# Extrait choisi
╔══

WASHINGTON, DC – Les tirs de roquettes récemment lancés par un groupe militant islamiste depuis le Sinaï égyptien en direction de la ville israélienne d’Eilat nous ont de nouveau rappelé combien les relations bilatérales entre les deux pays demeuraient sensibles deux ans après la révolution égyptienne. Les agissements terroristes pourraient aisément provoquer une crise à la frontière, risquant de déclencher une confrontation non souhaitée et susceptible de menacer le traité de paix qui normalise ces relations bilatérales depuis 1979. Afin d’éviter un tel dénouement, il appartient à Israël et à l’Égypte de prendre dès aujourd’hui des mesures convaincantes en faveur du maintien de ce traité.

╚══

# Tâches à réaliser
• A. Dressez la liste complète des noms de lieux (villes, régions ou pays) cités dans l'extrait choisi.
• B. Répondez aux questions suivantes à partir de l'extrait choisi :
(i) Vers quelle ville les roquettes ont-elles été tirées ?
(ii) Combien de temps s'est écoulé depuis la révolution égyptienne ?
(iii) Depuis quelle année le traité de paix normalise-t-il les relations bilatérales ?
• C. Traduisez en anglais cette phrase de l'extrait choisi : « Afin d’éviter un tel dénouement, il appartient à Israël et à l’Égypte de prendre dès aujourd’hui des mesures convaincantes en faveur du maintien de ce traité. »

# Données fournies
╔══

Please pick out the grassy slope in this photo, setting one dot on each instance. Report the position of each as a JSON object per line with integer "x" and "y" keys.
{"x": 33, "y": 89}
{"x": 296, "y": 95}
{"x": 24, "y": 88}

╚══

# Réponses fournies
• A.
Washington, DC
Sinaï
Eilat
Israël
Égypte

• B.
(i) Vers la ville israélienne d'Eilat.
(ii) Deux ans.
(iii) Depuis 1979.

• C. To avoid such an outcome, it is up to Israel and Egypt to take convincing steps, starting today, in favor of maintaining this treaty.